* [Objective]: Return every line of the listing below that contains the string "column". Case counts, so only exact matches qualify.

* [Stored data]:

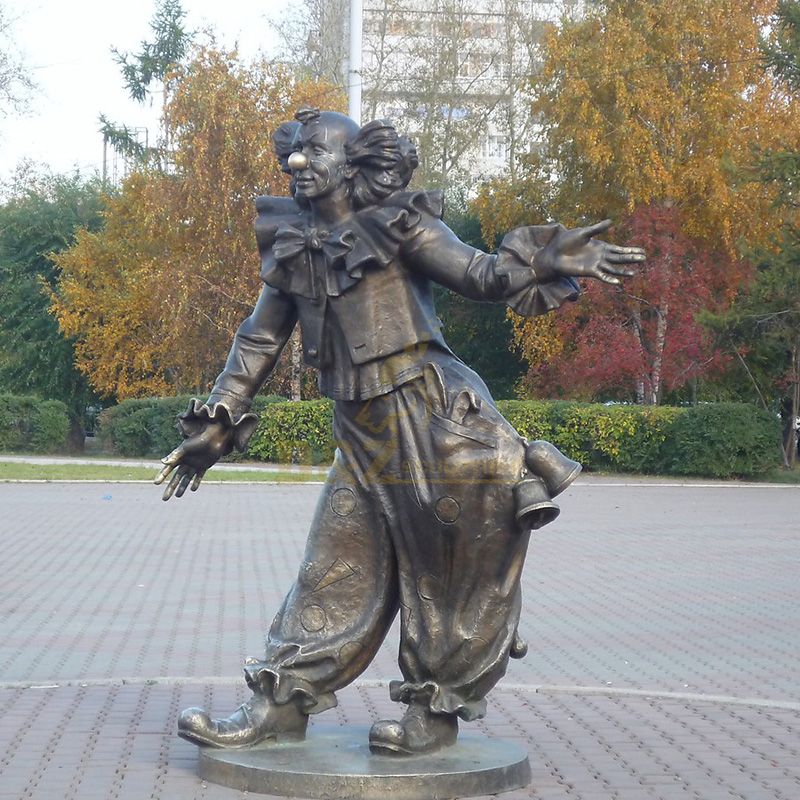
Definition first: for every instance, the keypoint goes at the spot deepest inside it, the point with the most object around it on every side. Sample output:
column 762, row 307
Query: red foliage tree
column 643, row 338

==

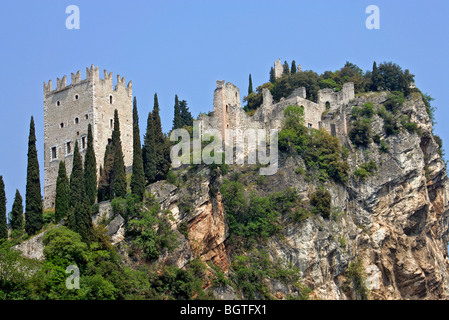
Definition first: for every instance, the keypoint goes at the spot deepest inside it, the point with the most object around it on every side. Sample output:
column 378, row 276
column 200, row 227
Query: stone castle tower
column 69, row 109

* * *

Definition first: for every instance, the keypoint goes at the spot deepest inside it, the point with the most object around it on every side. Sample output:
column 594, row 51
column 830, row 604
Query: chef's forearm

* [Answer in full]:
column 762, row 307
column 643, row 338
column 378, row 276
column 200, row 227
column 69, row 109
column 594, row 51
column 830, row 604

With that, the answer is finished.